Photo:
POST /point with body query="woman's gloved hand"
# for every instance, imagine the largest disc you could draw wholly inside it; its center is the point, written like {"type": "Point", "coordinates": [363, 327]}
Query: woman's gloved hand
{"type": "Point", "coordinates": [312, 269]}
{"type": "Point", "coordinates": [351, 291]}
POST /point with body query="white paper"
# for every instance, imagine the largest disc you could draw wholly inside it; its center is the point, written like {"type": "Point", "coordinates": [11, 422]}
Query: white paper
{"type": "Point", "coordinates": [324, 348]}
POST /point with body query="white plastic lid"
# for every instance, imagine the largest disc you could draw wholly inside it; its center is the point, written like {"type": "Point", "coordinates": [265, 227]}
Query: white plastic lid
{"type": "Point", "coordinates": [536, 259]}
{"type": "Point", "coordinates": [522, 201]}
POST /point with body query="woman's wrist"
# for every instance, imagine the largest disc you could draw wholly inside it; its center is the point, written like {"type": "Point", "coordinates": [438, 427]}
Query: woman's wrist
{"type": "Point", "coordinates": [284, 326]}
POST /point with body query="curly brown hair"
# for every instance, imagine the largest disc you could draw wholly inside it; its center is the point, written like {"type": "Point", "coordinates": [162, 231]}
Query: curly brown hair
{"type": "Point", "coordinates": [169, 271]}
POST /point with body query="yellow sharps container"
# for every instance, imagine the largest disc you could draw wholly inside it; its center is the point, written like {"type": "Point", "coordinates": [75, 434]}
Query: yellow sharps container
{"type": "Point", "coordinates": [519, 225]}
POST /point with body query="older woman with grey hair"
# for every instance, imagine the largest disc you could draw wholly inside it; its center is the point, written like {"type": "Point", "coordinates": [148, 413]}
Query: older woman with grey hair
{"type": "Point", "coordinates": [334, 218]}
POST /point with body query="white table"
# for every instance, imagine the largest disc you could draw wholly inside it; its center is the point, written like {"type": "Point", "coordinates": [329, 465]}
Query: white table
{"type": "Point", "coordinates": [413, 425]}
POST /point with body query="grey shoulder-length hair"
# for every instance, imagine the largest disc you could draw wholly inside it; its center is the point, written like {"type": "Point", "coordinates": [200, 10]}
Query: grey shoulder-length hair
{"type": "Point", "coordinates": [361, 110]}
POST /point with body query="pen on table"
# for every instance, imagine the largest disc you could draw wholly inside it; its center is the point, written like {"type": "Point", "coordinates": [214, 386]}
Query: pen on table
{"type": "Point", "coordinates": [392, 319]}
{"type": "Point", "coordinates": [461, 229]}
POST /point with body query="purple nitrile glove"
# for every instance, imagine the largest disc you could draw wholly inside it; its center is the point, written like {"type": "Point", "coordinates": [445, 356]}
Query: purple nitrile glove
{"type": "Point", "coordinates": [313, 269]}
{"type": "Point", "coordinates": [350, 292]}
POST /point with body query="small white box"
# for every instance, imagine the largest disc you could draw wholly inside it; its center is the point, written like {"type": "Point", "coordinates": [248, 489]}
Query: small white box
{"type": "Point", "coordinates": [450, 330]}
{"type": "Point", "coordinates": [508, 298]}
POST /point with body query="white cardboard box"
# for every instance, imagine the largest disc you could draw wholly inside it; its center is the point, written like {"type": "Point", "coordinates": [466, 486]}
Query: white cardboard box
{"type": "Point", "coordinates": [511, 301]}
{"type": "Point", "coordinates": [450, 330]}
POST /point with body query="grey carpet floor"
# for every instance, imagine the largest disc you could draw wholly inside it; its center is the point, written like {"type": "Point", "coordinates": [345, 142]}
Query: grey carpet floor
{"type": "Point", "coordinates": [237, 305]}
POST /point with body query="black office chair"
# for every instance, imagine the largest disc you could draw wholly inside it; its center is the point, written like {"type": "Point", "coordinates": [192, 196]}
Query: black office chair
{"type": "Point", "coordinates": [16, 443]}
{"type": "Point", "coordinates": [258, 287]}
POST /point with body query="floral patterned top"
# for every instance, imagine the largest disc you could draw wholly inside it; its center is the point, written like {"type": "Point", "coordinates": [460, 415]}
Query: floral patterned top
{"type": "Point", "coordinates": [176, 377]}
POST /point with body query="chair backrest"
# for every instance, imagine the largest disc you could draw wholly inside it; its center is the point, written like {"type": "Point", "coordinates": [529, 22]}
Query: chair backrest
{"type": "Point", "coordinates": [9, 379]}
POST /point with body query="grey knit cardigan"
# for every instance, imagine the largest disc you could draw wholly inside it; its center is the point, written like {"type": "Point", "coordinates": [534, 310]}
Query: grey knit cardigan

= = = =

The task
Put every line of the listing above into a Markdown table with the columns Row and Listing line, numbering the rows and leaving out blank lines.

Task result
| Row | Listing line |
|---|---|
| 1 | Photo: |
| 2 | POST /point with body query="woman's gloved hand" |
| 3 | # for every instance, imagine the largest disc you could draw wholly inside it; its center is the point, written like {"type": "Point", "coordinates": [363, 327]} |
| 4 | Query: woman's gloved hand |
| 5 | {"type": "Point", "coordinates": [312, 269]} |
| 6 | {"type": "Point", "coordinates": [351, 291]} |
| 7 | POST /point with body query="white paper" |
| 8 | # for every instance, imagine the largest disc you could draw wholly inside it; its center is the point, written like {"type": "Point", "coordinates": [11, 422]} |
| 9 | Query: white paper |
| 10 | {"type": "Point", "coordinates": [324, 348]} |
| 11 | POST /point with body query="white plastic lid" |
| 12 | # for every instance, imagine the largest disc you could draw wholly inside it; its center is the point, written like {"type": "Point", "coordinates": [265, 227]} |
| 13 | Query: white plastic lid |
| 14 | {"type": "Point", "coordinates": [536, 259]} |
| 15 | {"type": "Point", "coordinates": [522, 201]} |
| 16 | POST /point with body query="woman's wrist" |
| 17 | # for every instance, imagine the largest disc you could draw wholly inside it; its center is the point, written like {"type": "Point", "coordinates": [438, 427]} |
| 18 | Query: woman's wrist |
| 19 | {"type": "Point", "coordinates": [284, 326]} |
| 20 | POST /point with body query="curly brown hair" |
| 21 | # for every instance, imagine the largest disc you could draw wholly inside it; its center is the point, written like {"type": "Point", "coordinates": [162, 231]} |
| 22 | Query: curly brown hair |
| 23 | {"type": "Point", "coordinates": [169, 271]} |
| 24 | POST /point with body query="yellow sharps container" |
| 25 | # for every instance, imagine the largest disc you could draw wholly inside it; its center is the point, written like {"type": "Point", "coordinates": [75, 434]} |
| 26 | Query: yellow sharps container |
| 27 | {"type": "Point", "coordinates": [519, 225]} |
| 28 | POST /point with body query="older woman with grey hair" |
| 29 | # for every instance, imagine the largest disc you could draw wholly inside it; its center is the point, written like {"type": "Point", "coordinates": [148, 413]} |
| 30 | Query: older woman with grey hair |
| 31 | {"type": "Point", "coordinates": [334, 218]} |
| 32 | POST /point with body query="white table" |
| 33 | # for every instance, imagine the largest disc you could draw wholly inside it; its center is the point, written like {"type": "Point", "coordinates": [329, 465]} |
| 34 | Query: white table |
| 35 | {"type": "Point", "coordinates": [413, 425]} |
| 36 | POST /point with body query="grey shoulder-length hair" |
| 37 | # for every instance, imagine the largest disc you could draw wholly inside it; its center is the point, written like {"type": "Point", "coordinates": [200, 10]} |
| 38 | Query: grey shoulder-length hair |
| 39 | {"type": "Point", "coordinates": [361, 110]} |
| 40 | POST /point with body query="pen on table" |
| 41 | # for every instance, imagine the largest disc you could draw wholly inside it; its center is the point, written like {"type": "Point", "coordinates": [214, 386]} |
| 42 | Query: pen on table |
| 43 | {"type": "Point", "coordinates": [392, 319]} |
| 44 | {"type": "Point", "coordinates": [461, 229]} |
| 45 | POST /point with body query="purple nitrile glove" |
| 46 | # for every instance, imagine the largest disc you could draw wholly inside it; its center is the point, written like {"type": "Point", "coordinates": [445, 356]} |
| 47 | Query: purple nitrile glove |
| 48 | {"type": "Point", "coordinates": [313, 269]} |
| 49 | {"type": "Point", "coordinates": [350, 292]} |
| 50 | POST /point with body query="small white box" |
| 51 | # for every instance, imagine the largest disc you could draw wholly inside it; its center is the point, written like {"type": "Point", "coordinates": [248, 489]} |
| 52 | Query: small white box |
| 53 | {"type": "Point", "coordinates": [450, 330]} |
| 54 | {"type": "Point", "coordinates": [508, 298]} |
| 55 | POST /point with body query="white cardboard box" |
| 56 | # for every instance, imagine the largest disc you could draw wholly inside it; its center is the point, written like {"type": "Point", "coordinates": [466, 486]} |
| 57 | Query: white cardboard box |
| 58 | {"type": "Point", "coordinates": [511, 301]} |
| 59 | {"type": "Point", "coordinates": [450, 330]} |
| 60 | POST /point with body query="grey carpet floor" |
| 61 | # for every instance, imagine the largest disc you could draw wholly inside it; its center is the point, written like {"type": "Point", "coordinates": [345, 142]} |
| 62 | Query: grey carpet floor |
| 63 | {"type": "Point", "coordinates": [237, 305]} |
| 64 | POST /point with body query="black office chair" |
| 65 | # for every instance, imagine the largest disc you could draw wholly inside it; its center is the point, written like {"type": "Point", "coordinates": [192, 196]} |
| 66 | Query: black office chair |
| 67 | {"type": "Point", "coordinates": [16, 443]} |
| 68 | {"type": "Point", "coordinates": [258, 287]} |
| 69 | POST /point with body query="floral patterned top" |
| 70 | # for every instance, imagine the largest disc you could draw wholly inside it; its center is the point, written like {"type": "Point", "coordinates": [460, 415]} |
| 71 | Query: floral patterned top |
| 72 | {"type": "Point", "coordinates": [176, 377]} |
| 73 | POST /point with body query="chair backrest" |
| 74 | # for every instance, imagine the largest disc you could draw wholly inside it; its center is the point, written like {"type": "Point", "coordinates": [529, 22]} |
| 75 | Query: chair backrest |
| 76 | {"type": "Point", "coordinates": [9, 379]} |
| 77 | POST /point with body query="grey knit cardigan" |
| 78 | # for every instance, imagine the largest disc you could draw wholly inside it; its center is the point, written like {"type": "Point", "coordinates": [534, 310]} |
| 79 | Query: grey knit cardigan |